**Prompt**
From the line that contains "Please identify the black shoe" to the end of the entries, write out every line exactly, including both ends, and nothing more.

[Dataset entries]
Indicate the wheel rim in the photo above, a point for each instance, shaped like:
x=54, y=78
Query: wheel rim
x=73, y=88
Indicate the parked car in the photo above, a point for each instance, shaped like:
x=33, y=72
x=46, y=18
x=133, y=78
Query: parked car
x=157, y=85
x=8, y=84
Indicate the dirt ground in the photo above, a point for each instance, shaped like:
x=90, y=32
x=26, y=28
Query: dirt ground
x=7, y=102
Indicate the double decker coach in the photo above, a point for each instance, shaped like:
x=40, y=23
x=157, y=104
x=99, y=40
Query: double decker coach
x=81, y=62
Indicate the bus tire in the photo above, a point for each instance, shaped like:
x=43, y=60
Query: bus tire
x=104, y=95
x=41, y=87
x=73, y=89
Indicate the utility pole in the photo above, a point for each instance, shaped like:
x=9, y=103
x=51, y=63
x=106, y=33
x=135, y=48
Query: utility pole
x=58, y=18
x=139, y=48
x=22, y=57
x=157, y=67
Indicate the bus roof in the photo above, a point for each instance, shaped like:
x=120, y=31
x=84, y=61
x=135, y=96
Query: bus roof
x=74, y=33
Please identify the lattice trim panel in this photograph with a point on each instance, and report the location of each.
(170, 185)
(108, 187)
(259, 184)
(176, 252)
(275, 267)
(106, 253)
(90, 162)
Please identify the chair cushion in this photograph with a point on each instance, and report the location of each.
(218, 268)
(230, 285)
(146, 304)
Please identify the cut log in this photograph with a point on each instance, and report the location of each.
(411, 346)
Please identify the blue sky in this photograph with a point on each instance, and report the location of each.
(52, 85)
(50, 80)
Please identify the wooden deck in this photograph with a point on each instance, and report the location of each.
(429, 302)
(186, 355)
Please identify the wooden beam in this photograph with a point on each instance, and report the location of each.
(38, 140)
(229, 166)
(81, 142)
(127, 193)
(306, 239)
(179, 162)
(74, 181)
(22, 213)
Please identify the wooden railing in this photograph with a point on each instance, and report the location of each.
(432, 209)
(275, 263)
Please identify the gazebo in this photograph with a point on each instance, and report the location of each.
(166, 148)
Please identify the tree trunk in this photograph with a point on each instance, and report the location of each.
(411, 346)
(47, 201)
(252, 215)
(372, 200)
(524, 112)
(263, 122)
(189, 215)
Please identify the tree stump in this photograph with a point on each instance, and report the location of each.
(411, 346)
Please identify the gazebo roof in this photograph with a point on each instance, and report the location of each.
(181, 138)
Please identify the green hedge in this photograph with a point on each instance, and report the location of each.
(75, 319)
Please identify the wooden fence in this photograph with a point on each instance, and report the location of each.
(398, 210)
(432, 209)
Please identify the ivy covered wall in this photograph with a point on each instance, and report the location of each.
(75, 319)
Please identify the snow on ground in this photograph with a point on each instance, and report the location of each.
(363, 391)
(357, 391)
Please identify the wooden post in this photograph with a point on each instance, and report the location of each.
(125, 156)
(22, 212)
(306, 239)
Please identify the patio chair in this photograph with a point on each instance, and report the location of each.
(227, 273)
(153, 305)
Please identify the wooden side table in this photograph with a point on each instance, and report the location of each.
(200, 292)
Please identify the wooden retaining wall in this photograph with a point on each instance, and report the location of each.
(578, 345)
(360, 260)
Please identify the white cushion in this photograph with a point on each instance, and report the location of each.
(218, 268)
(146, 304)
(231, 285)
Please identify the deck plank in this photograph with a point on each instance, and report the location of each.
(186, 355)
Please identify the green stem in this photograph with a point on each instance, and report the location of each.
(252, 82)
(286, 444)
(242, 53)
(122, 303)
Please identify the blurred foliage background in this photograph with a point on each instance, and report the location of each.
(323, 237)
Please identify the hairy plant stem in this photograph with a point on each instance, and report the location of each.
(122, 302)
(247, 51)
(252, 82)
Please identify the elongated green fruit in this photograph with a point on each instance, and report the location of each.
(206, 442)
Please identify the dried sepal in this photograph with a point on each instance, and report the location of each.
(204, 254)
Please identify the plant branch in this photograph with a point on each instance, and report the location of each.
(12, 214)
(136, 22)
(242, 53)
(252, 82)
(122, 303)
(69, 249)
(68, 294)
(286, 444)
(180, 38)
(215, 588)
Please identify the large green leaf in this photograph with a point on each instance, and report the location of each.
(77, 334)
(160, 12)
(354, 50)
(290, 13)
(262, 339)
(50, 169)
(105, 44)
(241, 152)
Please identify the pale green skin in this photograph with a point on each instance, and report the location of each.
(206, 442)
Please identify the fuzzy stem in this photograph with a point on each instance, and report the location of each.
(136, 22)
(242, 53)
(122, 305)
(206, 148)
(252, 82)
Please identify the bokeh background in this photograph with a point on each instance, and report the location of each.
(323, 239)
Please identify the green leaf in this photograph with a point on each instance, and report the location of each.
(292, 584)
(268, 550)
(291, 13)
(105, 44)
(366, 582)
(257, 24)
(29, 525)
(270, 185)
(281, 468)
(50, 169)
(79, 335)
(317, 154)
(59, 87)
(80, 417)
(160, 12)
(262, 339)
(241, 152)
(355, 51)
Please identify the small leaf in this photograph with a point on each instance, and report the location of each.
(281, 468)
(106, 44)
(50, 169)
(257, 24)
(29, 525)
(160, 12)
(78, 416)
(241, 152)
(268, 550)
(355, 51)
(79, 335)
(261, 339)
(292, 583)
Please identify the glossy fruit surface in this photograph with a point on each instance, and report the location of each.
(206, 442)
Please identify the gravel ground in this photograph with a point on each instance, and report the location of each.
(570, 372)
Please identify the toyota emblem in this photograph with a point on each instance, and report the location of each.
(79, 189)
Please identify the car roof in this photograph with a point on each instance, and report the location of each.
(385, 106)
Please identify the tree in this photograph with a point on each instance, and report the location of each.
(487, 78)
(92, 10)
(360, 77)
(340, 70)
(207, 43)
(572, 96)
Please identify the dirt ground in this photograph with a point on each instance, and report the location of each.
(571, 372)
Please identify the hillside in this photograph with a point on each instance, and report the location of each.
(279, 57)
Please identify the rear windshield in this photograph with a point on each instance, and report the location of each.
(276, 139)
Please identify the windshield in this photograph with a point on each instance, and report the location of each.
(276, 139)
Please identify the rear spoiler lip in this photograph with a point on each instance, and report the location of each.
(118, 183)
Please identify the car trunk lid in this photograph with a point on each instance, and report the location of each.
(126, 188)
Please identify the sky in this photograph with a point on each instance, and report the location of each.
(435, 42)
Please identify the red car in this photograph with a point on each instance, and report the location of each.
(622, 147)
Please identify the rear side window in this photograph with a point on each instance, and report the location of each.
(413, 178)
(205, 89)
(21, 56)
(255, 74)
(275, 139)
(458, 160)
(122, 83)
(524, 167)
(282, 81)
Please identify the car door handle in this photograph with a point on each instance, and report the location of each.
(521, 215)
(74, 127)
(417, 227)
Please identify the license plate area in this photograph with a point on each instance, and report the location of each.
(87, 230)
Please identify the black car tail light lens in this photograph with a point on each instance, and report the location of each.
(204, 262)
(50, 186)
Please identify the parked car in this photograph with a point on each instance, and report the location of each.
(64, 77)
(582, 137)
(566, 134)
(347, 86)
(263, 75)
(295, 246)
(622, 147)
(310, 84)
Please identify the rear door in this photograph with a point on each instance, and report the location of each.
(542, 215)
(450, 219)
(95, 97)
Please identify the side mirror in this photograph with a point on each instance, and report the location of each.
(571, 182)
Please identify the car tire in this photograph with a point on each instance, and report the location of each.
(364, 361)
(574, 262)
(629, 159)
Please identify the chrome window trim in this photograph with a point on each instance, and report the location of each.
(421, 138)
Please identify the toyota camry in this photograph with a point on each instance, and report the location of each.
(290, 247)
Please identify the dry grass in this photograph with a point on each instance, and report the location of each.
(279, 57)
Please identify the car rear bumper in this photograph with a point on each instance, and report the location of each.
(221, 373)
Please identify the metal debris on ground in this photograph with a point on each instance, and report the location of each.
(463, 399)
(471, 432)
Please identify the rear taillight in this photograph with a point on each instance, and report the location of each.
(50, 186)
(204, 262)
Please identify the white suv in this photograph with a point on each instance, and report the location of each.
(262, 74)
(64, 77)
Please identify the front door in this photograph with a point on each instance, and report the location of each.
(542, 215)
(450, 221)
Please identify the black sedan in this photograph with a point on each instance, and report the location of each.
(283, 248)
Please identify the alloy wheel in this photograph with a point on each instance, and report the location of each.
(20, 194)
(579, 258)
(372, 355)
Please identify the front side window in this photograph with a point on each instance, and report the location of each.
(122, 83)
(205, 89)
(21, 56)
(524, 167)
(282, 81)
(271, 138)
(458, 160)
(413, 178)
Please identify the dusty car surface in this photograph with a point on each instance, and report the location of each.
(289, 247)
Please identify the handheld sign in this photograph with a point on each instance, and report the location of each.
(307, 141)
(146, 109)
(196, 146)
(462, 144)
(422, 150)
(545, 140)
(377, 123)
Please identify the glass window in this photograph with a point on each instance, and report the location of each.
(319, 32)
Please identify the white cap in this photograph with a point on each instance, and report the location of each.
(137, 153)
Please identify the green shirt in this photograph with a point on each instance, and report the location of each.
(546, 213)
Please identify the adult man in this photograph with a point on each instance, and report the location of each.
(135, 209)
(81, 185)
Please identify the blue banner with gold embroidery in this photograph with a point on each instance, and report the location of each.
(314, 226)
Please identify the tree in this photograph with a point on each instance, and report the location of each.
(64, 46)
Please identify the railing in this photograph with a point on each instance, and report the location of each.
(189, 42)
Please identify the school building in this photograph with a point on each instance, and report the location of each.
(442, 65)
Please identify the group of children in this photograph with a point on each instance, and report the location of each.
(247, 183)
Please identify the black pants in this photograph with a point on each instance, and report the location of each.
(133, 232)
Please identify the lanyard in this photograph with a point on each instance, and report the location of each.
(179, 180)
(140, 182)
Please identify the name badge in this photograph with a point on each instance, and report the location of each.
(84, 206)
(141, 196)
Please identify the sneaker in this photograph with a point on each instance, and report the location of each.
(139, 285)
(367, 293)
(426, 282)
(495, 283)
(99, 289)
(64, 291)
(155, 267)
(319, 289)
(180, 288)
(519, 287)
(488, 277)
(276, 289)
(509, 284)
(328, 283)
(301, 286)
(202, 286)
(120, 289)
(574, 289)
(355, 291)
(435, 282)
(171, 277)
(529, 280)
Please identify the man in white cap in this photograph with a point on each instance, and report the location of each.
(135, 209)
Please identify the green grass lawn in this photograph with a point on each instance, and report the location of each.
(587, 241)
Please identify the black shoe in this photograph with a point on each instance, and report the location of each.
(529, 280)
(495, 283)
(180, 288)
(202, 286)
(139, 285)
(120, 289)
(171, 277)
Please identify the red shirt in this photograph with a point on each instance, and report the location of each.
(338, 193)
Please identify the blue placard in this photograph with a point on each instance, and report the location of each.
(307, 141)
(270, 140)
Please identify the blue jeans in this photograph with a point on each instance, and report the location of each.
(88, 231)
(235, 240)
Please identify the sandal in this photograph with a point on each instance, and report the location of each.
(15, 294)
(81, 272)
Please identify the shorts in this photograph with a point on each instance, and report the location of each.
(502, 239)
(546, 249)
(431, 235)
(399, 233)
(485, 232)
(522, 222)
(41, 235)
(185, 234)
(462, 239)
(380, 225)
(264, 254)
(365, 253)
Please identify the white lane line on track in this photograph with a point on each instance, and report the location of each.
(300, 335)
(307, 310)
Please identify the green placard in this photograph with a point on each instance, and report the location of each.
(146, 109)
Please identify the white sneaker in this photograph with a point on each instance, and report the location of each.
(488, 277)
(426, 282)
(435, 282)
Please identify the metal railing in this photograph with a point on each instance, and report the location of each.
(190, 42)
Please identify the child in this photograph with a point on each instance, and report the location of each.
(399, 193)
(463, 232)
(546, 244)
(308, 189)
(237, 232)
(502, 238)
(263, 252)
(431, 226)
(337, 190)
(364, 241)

**Answer box**
Please identify the black shoe in this photograph with a point on each instance, and report the location of each.
(529, 280)
(495, 283)
(180, 288)
(202, 286)
(139, 285)
(120, 289)
(171, 277)
Please identify the red shirt in this photograph with a point on each instance, and report the location of each.
(338, 193)
Please identify the blue placard in this photograph with a point on each instance, and report the location of each.
(307, 141)
(270, 140)
Please identify the blue jeans in this photograph with a point on each instance, and report the location of each.
(88, 231)
(235, 240)
Please identify the sandal in this photograph with a point on each instance, and report the location of each.
(15, 294)
(81, 272)
Please identify the shorts in this photograph with a point on each instance, and report the location of each.
(502, 239)
(546, 249)
(431, 235)
(399, 233)
(485, 232)
(522, 222)
(41, 235)
(185, 234)
(462, 239)
(380, 225)
(264, 254)
(365, 253)
Please identify the white lane line on track in this photograph with a point on each instance, and report the location of each.
(300, 335)
(307, 310)
Please identify the green placard in this photograph with a point on each instance, and report the location of each.
(146, 109)
Please identify the white sneaker in this photograph with a point on each instance, and report the location of each.
(488, 277)
(426, 282)
(435, 282)
Please identify the metal railing in this photograph with a point on each instance, and report the location of each.
(190, 42)
Please identify the child in this photograph with a point on each instance, and report the location of each.
(399, 193)
(463, 232)
(546, 244)
(308, 189)
(237, 232)
(502, 238)
(263, 252)
(431, 226)
(337, 190)
(364, 241)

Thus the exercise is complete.